## Work to complete
Select and copy each line of the entries that contains the word "light".

## Data provided
— begin —

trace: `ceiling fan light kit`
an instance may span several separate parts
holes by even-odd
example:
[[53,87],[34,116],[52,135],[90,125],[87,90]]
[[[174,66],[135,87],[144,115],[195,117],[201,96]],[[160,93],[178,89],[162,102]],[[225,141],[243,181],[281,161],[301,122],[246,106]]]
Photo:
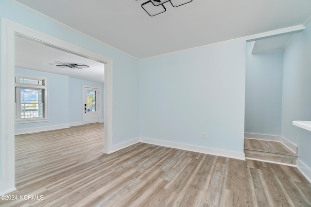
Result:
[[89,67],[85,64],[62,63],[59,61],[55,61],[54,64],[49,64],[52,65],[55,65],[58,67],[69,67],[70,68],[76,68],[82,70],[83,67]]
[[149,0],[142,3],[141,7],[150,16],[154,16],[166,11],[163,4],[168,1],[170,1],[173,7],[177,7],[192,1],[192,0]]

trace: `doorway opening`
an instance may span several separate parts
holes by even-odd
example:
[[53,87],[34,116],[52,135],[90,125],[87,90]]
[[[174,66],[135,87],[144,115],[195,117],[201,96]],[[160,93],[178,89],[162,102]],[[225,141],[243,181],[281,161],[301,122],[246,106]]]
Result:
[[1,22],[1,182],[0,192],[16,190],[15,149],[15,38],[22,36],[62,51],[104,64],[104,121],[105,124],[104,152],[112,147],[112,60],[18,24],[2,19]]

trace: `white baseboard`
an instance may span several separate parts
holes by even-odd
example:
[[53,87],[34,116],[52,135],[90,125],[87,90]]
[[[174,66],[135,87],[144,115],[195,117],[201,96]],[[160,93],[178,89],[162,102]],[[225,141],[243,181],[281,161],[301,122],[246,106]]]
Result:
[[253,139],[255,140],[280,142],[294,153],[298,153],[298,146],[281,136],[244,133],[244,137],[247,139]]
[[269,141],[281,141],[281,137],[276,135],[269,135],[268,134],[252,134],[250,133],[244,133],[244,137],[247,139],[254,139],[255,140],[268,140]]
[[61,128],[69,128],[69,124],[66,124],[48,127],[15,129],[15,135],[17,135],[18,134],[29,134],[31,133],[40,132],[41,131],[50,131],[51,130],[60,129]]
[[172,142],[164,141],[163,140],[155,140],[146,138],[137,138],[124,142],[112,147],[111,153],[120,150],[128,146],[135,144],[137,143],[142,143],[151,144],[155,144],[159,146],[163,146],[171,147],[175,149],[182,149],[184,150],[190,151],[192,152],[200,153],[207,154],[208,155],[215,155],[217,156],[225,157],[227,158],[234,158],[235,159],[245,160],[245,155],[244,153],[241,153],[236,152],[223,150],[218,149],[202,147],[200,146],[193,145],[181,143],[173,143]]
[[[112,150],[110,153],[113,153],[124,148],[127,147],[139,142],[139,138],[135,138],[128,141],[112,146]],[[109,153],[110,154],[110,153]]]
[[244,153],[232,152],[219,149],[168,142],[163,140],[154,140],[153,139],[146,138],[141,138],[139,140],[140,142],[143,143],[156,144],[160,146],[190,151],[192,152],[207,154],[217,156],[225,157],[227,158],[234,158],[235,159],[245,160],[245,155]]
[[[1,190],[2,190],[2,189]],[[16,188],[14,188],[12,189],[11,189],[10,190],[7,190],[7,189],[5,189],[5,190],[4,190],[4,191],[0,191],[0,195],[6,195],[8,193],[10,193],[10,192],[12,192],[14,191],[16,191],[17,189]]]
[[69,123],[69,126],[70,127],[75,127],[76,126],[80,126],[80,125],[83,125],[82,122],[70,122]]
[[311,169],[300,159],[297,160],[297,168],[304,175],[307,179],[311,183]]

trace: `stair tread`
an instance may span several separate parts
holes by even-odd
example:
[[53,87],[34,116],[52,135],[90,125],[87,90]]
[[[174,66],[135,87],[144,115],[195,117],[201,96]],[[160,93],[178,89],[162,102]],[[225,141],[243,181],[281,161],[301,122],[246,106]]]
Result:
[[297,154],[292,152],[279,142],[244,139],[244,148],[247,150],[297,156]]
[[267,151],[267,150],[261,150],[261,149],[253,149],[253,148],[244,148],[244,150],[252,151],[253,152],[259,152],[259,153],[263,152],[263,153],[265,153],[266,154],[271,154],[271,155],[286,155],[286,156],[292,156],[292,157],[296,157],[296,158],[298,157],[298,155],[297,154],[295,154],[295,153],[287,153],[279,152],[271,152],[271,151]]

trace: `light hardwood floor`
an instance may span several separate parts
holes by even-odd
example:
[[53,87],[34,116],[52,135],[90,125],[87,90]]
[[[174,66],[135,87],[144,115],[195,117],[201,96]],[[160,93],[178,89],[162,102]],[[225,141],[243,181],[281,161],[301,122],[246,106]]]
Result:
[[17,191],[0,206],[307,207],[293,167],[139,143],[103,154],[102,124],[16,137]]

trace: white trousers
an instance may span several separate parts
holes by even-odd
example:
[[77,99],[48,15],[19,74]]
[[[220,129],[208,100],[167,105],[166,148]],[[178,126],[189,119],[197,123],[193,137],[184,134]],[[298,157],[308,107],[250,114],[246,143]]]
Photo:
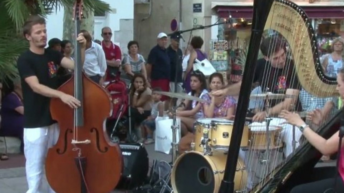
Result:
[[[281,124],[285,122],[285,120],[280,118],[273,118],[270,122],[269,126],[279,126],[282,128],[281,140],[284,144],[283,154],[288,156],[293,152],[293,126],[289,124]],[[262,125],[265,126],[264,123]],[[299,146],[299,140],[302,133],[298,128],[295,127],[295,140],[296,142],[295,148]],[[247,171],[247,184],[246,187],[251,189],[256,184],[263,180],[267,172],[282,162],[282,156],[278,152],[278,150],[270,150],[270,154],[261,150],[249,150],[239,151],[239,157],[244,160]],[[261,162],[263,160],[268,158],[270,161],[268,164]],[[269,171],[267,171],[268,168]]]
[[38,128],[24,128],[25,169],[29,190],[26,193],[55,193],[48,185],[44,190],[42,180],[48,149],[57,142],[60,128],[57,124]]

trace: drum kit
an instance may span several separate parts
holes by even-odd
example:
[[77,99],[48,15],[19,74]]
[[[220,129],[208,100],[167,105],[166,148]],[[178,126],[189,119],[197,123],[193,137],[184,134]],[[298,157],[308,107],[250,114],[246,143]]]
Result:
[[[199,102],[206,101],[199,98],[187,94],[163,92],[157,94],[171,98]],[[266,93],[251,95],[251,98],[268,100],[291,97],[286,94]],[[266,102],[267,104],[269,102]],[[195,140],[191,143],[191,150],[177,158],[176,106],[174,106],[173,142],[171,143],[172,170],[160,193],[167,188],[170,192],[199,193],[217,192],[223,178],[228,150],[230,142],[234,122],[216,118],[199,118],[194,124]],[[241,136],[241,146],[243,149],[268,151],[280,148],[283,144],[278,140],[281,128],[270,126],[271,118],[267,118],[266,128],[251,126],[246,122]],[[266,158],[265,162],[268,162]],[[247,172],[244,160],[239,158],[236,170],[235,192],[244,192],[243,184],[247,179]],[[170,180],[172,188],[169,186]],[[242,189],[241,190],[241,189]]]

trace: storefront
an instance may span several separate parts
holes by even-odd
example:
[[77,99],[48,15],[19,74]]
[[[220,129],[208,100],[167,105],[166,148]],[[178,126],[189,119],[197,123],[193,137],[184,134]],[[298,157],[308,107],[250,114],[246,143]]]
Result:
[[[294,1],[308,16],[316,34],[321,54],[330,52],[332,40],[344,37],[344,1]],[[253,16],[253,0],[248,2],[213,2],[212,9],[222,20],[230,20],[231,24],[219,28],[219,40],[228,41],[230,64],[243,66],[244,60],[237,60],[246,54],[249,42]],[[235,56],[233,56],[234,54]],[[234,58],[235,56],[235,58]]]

— end —
— begin —

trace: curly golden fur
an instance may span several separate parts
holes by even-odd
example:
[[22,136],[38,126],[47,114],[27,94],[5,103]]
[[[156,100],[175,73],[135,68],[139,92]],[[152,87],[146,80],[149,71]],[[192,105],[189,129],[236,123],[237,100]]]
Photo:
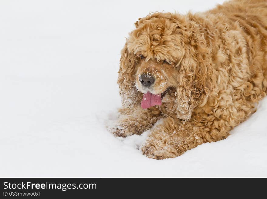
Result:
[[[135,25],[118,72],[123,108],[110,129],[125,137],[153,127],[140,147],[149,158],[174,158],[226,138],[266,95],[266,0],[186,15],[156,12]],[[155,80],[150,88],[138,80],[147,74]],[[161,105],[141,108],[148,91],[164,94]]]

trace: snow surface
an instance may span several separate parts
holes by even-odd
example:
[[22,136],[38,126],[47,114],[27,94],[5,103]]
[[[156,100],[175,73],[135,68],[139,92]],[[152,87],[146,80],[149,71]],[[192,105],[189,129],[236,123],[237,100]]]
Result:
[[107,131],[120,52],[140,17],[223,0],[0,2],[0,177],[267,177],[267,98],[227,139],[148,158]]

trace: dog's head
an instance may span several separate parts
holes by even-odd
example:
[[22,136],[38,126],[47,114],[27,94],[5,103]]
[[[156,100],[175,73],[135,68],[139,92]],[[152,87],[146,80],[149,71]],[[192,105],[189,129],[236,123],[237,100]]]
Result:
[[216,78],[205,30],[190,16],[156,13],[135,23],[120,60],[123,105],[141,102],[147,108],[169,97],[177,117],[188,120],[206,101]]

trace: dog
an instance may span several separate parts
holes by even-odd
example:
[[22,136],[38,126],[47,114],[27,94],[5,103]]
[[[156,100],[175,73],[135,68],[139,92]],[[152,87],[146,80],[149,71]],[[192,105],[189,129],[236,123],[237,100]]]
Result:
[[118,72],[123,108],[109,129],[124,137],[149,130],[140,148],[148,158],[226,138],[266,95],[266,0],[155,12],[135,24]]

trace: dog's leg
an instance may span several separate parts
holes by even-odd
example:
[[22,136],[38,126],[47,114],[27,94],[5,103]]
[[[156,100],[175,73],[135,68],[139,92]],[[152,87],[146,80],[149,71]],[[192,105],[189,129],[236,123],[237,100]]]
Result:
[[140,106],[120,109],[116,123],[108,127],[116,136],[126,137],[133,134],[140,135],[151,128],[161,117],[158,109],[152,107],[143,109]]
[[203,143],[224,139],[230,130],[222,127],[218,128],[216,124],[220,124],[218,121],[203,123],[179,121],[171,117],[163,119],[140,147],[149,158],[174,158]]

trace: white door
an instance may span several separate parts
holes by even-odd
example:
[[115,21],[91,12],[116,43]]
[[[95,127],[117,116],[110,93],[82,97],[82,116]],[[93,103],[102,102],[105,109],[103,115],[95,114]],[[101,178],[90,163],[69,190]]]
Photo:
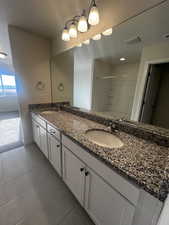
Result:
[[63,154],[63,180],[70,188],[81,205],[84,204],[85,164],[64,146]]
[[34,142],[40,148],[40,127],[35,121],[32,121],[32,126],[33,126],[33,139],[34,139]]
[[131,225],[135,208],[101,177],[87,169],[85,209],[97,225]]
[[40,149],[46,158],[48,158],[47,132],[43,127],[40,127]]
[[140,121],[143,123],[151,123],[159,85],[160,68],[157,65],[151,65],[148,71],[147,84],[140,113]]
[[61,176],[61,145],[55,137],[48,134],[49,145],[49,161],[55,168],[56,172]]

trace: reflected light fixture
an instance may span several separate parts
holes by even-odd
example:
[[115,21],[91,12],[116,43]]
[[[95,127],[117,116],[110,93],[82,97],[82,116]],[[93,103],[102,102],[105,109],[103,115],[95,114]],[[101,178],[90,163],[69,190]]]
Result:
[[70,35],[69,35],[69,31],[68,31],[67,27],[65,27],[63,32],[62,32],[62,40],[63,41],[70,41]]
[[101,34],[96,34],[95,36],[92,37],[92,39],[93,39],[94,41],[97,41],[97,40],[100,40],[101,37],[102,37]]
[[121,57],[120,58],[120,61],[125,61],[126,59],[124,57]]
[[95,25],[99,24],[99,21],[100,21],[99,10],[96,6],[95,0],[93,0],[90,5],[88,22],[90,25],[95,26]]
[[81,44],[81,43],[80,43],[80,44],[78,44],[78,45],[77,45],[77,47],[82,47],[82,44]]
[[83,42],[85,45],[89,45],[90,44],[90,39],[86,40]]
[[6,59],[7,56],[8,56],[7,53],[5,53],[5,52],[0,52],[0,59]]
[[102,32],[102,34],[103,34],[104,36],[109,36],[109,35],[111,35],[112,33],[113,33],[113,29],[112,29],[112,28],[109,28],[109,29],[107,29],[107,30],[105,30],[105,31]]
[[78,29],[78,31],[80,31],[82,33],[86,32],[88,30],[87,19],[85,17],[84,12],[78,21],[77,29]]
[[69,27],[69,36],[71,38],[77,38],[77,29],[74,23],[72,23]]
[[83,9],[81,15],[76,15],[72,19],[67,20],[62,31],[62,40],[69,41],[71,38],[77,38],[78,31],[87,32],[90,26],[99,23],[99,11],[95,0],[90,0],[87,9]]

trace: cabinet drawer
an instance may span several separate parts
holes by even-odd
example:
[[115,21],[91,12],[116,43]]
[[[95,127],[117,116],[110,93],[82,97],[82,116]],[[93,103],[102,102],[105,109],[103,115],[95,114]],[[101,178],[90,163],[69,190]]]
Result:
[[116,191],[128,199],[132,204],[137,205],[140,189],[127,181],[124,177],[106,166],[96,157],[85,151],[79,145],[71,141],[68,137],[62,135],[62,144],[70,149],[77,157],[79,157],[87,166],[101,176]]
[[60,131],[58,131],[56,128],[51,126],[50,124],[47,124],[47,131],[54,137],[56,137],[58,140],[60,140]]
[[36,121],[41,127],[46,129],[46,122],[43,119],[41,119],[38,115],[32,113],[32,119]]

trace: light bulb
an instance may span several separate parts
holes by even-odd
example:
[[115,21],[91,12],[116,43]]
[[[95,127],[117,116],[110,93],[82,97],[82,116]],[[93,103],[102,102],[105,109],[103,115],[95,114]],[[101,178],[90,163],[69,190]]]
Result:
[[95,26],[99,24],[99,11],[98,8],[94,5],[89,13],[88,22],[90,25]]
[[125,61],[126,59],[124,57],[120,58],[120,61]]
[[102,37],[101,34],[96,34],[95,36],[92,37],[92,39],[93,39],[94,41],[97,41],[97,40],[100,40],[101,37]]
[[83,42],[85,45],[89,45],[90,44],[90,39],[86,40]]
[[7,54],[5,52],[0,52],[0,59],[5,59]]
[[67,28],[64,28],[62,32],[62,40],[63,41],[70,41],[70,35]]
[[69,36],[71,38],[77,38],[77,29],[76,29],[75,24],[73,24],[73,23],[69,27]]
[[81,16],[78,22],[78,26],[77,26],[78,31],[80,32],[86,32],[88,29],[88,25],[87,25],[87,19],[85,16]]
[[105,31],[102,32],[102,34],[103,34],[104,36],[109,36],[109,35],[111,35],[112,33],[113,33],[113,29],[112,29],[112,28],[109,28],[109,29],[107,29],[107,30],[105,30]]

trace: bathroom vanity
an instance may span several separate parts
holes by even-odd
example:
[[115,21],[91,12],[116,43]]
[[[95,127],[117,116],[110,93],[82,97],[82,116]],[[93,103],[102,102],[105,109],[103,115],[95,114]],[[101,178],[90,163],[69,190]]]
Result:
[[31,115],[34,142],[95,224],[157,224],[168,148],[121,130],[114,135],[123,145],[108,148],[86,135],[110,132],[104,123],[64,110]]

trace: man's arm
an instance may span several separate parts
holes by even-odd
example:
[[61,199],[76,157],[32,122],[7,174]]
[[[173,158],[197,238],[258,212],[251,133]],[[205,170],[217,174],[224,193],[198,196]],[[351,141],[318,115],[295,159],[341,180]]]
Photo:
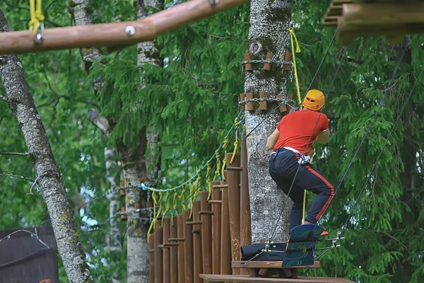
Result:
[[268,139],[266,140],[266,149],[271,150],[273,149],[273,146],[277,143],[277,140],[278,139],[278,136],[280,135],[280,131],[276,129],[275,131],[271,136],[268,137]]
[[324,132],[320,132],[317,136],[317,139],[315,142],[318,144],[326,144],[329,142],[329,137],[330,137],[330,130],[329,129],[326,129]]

— end —
— begin —

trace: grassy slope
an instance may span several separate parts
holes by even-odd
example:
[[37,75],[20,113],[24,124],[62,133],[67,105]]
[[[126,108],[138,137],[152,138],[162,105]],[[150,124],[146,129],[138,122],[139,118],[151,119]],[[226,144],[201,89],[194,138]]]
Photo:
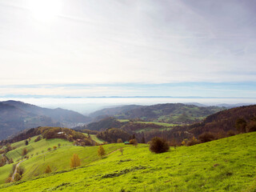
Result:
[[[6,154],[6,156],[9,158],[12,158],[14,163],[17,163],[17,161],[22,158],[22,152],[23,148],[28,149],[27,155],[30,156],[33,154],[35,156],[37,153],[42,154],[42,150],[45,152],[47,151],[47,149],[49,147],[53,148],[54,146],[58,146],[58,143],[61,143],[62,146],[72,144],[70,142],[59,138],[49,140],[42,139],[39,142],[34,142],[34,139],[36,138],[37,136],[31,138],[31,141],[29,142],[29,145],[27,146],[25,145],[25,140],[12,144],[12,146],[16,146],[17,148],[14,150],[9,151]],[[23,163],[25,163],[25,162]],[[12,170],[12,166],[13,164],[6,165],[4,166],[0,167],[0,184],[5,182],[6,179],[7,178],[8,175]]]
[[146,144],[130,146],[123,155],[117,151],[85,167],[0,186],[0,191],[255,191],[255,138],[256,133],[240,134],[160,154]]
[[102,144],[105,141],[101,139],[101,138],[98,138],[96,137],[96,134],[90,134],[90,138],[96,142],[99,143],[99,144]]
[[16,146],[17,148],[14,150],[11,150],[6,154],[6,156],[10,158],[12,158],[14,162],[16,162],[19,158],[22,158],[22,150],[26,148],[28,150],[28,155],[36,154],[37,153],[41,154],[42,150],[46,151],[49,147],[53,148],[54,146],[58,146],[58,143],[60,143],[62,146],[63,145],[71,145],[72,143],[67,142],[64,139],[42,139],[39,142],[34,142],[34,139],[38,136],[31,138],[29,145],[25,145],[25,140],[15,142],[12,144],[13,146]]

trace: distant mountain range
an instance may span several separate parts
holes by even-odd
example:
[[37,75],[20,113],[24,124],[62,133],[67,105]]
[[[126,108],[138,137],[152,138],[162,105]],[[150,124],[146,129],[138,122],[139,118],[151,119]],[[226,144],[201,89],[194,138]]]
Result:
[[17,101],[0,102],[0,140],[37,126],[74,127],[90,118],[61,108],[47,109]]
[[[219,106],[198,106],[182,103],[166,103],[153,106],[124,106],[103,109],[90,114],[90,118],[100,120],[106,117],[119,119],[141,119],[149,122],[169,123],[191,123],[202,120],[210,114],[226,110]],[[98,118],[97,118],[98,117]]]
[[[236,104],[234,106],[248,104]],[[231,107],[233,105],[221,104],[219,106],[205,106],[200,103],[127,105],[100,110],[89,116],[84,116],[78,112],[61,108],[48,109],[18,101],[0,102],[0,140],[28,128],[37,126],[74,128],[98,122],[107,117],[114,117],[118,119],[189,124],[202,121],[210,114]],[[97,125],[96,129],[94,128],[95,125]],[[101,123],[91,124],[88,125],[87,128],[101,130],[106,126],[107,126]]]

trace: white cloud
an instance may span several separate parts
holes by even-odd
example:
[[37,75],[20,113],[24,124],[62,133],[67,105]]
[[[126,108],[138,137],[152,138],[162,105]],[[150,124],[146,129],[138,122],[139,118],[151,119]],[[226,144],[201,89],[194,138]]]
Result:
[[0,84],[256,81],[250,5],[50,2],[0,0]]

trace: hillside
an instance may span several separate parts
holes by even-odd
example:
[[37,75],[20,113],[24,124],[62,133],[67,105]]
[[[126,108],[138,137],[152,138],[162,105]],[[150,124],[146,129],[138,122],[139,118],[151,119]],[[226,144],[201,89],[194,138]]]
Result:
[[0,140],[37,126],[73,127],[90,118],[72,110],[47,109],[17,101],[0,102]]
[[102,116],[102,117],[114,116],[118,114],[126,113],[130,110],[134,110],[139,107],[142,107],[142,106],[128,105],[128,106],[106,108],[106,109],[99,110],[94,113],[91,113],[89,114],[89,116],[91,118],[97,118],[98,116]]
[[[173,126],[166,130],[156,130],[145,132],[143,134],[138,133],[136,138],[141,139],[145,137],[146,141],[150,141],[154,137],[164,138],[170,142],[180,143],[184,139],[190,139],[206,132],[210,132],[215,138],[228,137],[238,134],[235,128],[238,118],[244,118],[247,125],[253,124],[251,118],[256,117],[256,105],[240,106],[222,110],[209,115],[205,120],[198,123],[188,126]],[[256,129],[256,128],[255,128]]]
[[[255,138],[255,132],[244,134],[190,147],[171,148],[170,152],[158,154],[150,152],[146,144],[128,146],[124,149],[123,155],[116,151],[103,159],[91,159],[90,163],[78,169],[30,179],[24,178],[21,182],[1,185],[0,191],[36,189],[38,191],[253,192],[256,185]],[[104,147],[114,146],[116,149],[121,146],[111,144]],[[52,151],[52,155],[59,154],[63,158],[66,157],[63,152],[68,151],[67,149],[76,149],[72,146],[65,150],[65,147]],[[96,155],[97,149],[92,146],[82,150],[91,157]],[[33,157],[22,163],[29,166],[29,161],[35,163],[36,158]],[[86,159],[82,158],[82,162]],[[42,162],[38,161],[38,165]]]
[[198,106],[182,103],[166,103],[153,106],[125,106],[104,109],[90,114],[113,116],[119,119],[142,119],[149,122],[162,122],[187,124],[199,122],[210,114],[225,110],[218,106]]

— end —

## Finished task
trace: `ceiling fan light kit`
trace: `light hardwood floor`
trace: reflected light fixture
trace: light bulb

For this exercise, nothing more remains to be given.